TASK DIRECTIONS: Transcribe exactly the stretch of lines beginning at the one containing "Pin every instance of the mortar" and closing with the last line of the entries below. Omit images.

ITEMS:

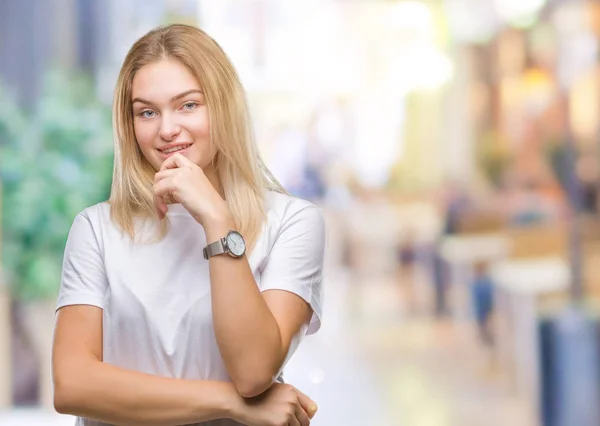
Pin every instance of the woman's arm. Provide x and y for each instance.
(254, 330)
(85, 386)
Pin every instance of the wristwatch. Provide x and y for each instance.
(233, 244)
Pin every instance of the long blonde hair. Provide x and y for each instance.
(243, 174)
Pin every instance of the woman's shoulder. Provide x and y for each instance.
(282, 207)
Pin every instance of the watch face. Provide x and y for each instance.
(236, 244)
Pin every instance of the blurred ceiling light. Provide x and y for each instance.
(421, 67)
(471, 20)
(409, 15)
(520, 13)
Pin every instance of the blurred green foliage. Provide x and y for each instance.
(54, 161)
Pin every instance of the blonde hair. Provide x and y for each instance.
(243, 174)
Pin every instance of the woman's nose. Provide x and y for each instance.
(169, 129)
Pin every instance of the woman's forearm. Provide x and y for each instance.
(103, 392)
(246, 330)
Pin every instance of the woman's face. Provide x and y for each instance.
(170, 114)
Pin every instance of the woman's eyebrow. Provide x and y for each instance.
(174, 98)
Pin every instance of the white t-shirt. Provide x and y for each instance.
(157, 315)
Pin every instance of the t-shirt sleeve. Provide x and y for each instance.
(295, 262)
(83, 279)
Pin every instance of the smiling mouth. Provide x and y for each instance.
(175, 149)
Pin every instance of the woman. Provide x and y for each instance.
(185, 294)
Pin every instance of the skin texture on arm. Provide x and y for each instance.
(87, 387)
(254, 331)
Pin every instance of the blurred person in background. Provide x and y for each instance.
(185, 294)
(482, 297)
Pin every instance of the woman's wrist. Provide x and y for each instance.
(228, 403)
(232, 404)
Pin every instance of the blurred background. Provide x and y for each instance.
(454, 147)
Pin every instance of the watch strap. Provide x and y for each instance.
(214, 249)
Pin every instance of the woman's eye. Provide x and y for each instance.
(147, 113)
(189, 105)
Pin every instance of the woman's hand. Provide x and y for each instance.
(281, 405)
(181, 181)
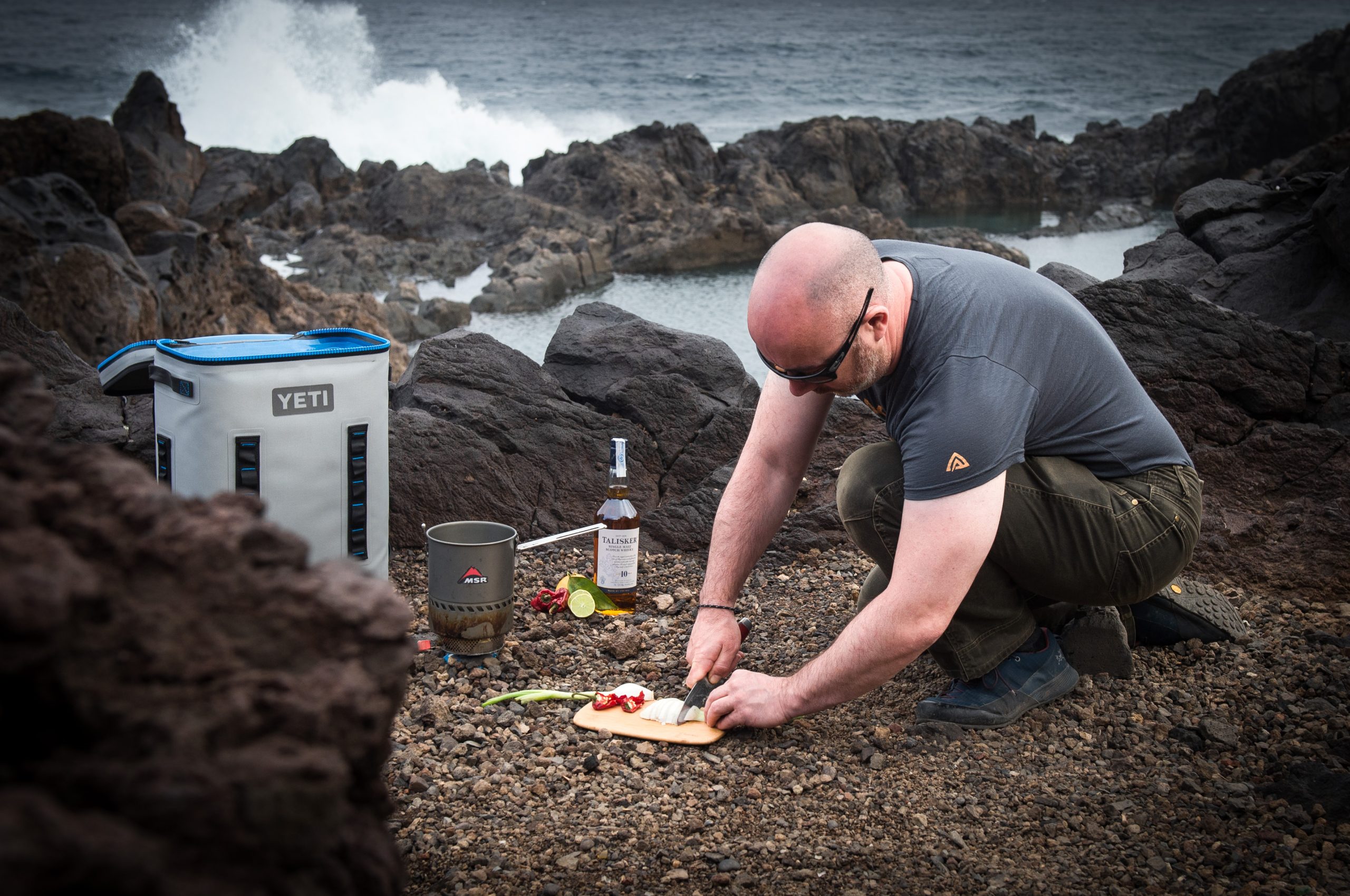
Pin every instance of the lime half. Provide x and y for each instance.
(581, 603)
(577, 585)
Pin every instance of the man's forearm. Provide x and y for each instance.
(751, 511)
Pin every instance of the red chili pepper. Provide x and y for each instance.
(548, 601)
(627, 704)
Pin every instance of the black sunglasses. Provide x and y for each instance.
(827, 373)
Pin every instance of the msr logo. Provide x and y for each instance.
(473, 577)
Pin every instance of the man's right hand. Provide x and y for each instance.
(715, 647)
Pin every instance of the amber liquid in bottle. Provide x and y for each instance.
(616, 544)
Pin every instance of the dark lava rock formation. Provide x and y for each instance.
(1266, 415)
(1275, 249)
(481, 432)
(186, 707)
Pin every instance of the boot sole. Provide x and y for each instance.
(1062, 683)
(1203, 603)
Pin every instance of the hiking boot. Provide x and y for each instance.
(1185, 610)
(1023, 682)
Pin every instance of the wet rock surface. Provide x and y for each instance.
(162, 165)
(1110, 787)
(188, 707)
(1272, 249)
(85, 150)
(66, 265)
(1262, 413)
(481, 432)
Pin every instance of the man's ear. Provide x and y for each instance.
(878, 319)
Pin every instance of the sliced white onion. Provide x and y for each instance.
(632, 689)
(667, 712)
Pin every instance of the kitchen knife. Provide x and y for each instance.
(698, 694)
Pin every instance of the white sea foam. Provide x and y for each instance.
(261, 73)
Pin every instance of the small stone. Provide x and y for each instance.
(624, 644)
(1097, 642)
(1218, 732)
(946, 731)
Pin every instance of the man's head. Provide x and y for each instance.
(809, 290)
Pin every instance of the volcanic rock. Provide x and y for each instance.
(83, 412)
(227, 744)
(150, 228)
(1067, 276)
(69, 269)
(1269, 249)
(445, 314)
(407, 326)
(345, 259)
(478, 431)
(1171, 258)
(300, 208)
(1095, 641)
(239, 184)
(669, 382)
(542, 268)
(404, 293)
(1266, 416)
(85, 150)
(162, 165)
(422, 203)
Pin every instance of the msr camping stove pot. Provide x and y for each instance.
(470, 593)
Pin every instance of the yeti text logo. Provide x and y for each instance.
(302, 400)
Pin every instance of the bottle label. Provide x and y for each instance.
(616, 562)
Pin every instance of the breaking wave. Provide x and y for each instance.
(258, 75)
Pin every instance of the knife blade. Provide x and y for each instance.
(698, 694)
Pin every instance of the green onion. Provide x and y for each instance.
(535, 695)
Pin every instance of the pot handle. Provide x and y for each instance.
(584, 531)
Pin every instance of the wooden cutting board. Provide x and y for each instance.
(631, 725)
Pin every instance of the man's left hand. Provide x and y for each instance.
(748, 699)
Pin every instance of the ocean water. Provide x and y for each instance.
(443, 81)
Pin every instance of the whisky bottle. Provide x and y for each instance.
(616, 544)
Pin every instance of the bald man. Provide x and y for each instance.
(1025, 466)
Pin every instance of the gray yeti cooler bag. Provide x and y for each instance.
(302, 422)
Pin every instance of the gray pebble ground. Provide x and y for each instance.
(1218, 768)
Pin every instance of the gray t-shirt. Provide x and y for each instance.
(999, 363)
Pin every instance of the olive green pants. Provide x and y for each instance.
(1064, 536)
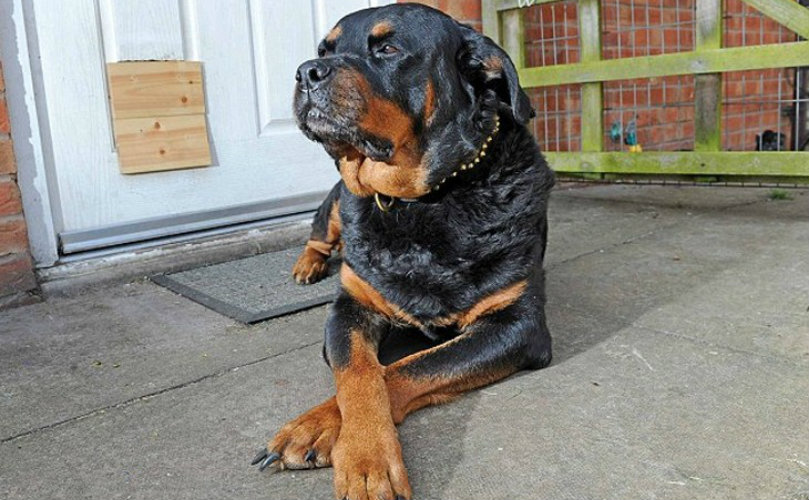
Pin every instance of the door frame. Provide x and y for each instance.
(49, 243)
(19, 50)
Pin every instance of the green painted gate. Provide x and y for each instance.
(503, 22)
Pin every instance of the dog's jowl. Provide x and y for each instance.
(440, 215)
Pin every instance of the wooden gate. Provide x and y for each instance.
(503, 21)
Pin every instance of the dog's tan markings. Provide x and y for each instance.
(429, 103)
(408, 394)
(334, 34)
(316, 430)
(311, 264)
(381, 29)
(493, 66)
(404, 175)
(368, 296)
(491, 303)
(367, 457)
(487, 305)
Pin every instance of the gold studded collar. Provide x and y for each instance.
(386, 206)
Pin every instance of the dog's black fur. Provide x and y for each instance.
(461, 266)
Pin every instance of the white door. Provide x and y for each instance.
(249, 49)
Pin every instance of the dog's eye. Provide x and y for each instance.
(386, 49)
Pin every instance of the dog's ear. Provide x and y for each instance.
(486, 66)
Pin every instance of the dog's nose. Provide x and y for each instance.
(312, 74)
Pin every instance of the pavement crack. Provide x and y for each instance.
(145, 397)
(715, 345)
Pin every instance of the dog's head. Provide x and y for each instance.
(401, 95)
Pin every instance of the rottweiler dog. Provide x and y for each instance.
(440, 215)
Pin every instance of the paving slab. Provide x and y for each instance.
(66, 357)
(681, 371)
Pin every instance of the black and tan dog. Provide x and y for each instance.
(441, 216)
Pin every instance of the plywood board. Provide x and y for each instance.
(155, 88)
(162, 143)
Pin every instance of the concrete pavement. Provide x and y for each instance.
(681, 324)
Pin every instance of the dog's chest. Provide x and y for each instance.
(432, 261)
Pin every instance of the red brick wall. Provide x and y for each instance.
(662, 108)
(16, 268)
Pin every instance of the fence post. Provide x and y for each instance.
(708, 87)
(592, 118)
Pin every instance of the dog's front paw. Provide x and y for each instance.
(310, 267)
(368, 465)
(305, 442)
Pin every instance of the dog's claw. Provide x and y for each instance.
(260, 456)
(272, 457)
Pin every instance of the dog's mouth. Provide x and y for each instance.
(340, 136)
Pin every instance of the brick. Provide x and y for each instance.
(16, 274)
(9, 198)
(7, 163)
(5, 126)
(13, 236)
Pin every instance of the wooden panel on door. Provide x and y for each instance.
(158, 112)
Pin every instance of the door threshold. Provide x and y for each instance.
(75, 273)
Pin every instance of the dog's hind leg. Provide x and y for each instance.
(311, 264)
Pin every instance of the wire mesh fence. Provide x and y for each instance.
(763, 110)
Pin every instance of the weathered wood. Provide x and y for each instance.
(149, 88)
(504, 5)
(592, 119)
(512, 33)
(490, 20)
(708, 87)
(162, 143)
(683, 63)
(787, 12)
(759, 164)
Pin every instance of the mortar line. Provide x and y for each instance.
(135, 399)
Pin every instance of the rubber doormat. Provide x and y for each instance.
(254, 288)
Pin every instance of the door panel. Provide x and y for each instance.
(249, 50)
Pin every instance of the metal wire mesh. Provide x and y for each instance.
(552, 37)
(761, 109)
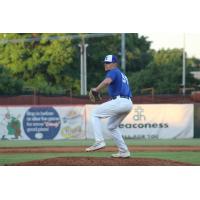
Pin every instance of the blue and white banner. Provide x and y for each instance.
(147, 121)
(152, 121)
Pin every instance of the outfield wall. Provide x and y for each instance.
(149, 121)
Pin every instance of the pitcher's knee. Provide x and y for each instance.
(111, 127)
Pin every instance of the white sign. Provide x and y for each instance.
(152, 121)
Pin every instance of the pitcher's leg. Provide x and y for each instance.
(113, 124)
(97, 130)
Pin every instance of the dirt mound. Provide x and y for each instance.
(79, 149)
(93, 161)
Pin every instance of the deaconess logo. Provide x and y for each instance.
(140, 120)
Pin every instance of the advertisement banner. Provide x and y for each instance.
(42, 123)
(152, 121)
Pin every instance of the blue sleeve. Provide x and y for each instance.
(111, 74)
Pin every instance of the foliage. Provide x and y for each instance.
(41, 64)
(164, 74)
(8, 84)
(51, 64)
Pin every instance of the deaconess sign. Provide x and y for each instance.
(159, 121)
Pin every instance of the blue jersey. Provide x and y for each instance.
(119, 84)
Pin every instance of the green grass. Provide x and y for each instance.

SOLUTION FOR THIS EXERCISE:
Pin every instance of the mortar line. Provide x and y for each instance.
(135, 399)
Pin every instance of the rubber doormat. Provide x and y for each instance.
(254, 288)
Pin every instance of the door panel. Provide x and y for each instance.
(249, 50)
Pin every instance of the metal wire mesh. Provide x and y for each instance.
(552, 37)
(761, 109)
Pin every instance of the blue and white banner. Provide x and y for each instance.
(147, 121)
(152, 121)
Pin every instance of the outfield wall. Provide x and y for each instance.
(149, 121)
Pin every instance of the pitcher's knee. Provide x and y for each instance.
(111, 127)
Pin every instance of the white sign. Provide x and y for each instance.
(152, 121)
Pin every instance of the pitcher's leg. Provide x and y for each instance.
(113, 124)
(97, 130)
Pin every instance of the dirt mound. Provide x and y for each instance.
(79, 149)
(93, 161)
Pin every instance of the deaconess logo. Provide x and y for each instance.
(140, 120)
Pin every instance of the advertisement banner. Provide x and y for each instance.
(42, 123)
(152, 121)
Pin every instance of the blue sleeve. Provide x and y for each instance.
(111, 74)
Pin every instance of the foliage. Provide x and y for each instance.
(41, 64)
(164, 74)
(8, 84)
(51, 64)
Pin every instance of the deaconess sign. Provide x and y for each instance.
(159, 121)
Pin every instance of the blue jersey. Provide x and y for each instance.
(119, 84)
Pin every instance of the green grass. Provide x and y for each instance.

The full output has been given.